● **GOAL**: List every line of the material below that contains the string "train". Case matters.

# # # # # # #

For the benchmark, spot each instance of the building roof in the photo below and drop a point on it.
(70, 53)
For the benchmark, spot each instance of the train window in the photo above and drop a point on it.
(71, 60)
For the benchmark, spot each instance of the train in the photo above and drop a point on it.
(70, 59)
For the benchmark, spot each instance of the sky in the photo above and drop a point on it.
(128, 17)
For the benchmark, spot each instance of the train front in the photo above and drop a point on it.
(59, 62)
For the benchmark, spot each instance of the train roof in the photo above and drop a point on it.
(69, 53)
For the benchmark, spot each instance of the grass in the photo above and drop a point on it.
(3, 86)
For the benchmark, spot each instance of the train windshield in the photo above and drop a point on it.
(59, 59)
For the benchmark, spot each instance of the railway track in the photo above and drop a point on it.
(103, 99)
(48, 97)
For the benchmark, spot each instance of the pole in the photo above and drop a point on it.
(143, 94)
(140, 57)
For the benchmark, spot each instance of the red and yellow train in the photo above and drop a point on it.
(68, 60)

# # # # # # #

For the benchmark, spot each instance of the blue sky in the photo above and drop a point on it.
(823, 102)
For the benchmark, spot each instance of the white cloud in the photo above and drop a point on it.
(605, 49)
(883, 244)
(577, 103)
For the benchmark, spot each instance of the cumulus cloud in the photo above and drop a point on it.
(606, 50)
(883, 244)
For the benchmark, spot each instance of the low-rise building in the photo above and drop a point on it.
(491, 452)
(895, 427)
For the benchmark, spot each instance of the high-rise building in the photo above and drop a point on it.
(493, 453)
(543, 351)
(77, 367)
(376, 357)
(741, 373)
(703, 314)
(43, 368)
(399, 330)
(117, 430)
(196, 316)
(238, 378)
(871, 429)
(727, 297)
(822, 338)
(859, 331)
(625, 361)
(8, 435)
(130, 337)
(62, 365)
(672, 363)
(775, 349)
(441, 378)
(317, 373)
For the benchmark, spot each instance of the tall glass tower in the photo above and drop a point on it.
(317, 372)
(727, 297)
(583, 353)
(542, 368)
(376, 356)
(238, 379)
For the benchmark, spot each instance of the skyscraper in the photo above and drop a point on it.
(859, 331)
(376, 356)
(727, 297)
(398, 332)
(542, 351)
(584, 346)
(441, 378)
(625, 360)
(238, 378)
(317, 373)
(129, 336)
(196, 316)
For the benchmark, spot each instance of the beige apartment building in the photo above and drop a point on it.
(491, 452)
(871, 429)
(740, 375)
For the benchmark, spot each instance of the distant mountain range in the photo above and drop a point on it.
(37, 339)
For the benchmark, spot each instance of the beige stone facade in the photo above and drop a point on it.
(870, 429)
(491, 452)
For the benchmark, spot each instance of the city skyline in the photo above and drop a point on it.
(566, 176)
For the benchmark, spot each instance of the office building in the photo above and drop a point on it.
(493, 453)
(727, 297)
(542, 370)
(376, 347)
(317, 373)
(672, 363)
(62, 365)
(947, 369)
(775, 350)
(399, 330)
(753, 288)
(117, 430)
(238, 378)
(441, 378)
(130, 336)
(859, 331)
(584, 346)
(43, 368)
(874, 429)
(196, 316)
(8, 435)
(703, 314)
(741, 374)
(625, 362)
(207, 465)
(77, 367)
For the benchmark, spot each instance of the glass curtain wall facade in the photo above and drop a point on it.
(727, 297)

# # # # # # #

● **ANSWER TO THIS PROBLEM**:
For the benchmark, spot each instance of the train window in the photo above and drop a point on it.
For the benchmark, spot each instance of the train in the photo above and drop a point on it.
For the benchmark, spot each instance of the train front in the photo above and drop a point on it.
For the benchmark, spot each instance of the train roof in the photo above and drop a point on it.
For the benchmark, spot each instance of the train windshield in the photo above and drop a point on it.
For the benchmark, spot each instance of the red and yellow train in the photo above and drop a point on it.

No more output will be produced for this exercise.